* _Parts of the exercise_:
[a] Please echo the child poverty article between "Low-paid workers are" and "the socialist revolution!", inclusive, copying it exactly.
[b] Using the child poverty article, answer the following:
(i) How many teachers took part in the survey?
(ii) How long ago was the welfare state introduced?
(iii) Roughly how many people are out of work?
[c] Translate this sentence from the child poverty article into Spanish: "Among the appalling findings of the study was that pupils' education was being adversely affected because they were suffering from hunger."

THE survey by the ATL (Association of Teachers and Lecturers) into child poverty has exposed what the reality of bankrupt capitalism means for millions of workers and their families in Britain in the second decade of the 21st century.
Three quarters of the 627 teachers, from primary school right through to sixth-form colleges, reported that they had to teach pupils and young students who suffered from extreme deprivation due to poverty – a figure that has increased dramatically since the capitalist slump and crash of the banking system in 2008.
Among the appalling findings of the study was that pupils’ education was being adversely affected because they were suffering from hunger.
One teacher reported that they had one student who had not eaten for three days because his mother had run out of money and couldn’t afford food for the family until pay day!
Yet another reported that ill-fitting shoes had caused the toes of one pupil to become infected.
Across the board, those surveyed gave evidence that hunger was a very real way of life for young people, so much so that medical intervention by schools was becoming increasingly necessary due to hunger-induced illness.
These conditions were supposed to have been eradicated in the UK with the introduction of the welfare state over 60 years ago.
That they are returning is a damning indictment of those leaders of the Labour Party and trade unions who have sat back and passively accepted that capitalism can no longer afford the welfare state and that it must be smashed up.
Not just passively accepted it, in fact, but actively collaborated in the attempt to destroy it.
Miliband and the Labour opposition accept entirely the argument about the need for capitalism to ‘reform’ the welfare state, and especially the benefit system, out of existence.
Many of the measures designed to drive the unemployed off benefit were pioneered by the previous Labour government.
As for the Tory-led coalition, their response to these shameful findings is to regurgitate the lies that smashing up the benefit system and forcing people off Job Seekers Allowance would put an end to what they call ‘entrenched worklessness’.
They ignore the fact that there are no jobs waiting to be filled by the unemployed – capitalism has laid waste to industry, destroying hundreds of thousands of jobs, and the economy is collapsing not expanding.
The nearly three million out of work are set to be joined by the hundreds of thousands of public sector workers thrown off their jobs as the slash-and-burn policies of the coalition take effect in the coming weeks.
One crucial aspect of the ATL’s survey is to reveal that it is not just the unemployed – forced to live on below-poverty level benefits – whose children are experiencing this deprivation.
Low-paid workers are finding that their wages, frozen in the main for the past two years or even cut by employers desperate to maintain their profits, are not enough to feed and clothe their families today.
While children and young people face a future of poverty that was once believed to have been confined to the pages of a Dickens novel, the bankers – who caused the crash – strut around with their huge pay packets and their million pound bonuses.
There can be only one response to this obscenity of child poverty: a general strike to bring down this rotten coalition and replace it with a workers government that will go forwards to socialism.
Only through the destruction of capitalism, which places profit before the lives of children, can a decent future for workers and their families be secured. Forward to the socialist revolution!

* _Data section_:
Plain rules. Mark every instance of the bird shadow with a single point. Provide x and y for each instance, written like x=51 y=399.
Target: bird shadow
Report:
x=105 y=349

* _Answers to the exercise_:
[a]
Low-paid workers are finding that their wages, frozen in the main for the past two years or even cut by employers desperate to maintain their profits, are not enough to feed and clothe their families today.
While children and young people face a future of poverty that was once believed to have been confined to the pages of a Dickens novel, the bankers – who caused the crash – strut around with their huge pay packets and their million pound bonuses.
There can be only one response to this obscenity of child poverty: a general strike to bring down this rotten coalition and replace it with a workers government that will go forwards to socialism.
Only through the destruction of capitalism, which places profit before the lives of children, can a decent future for workers and their families be secured. Forward to the socialist revolution!

[b]
(i) 627
(ii) Over 60 years ago
(iii) Nearly three million

[c] Entre las espantosas conclusiones del estudio figuraba que la educación de los alumnos se estaba viendo perjudicada porque pasaban hambre.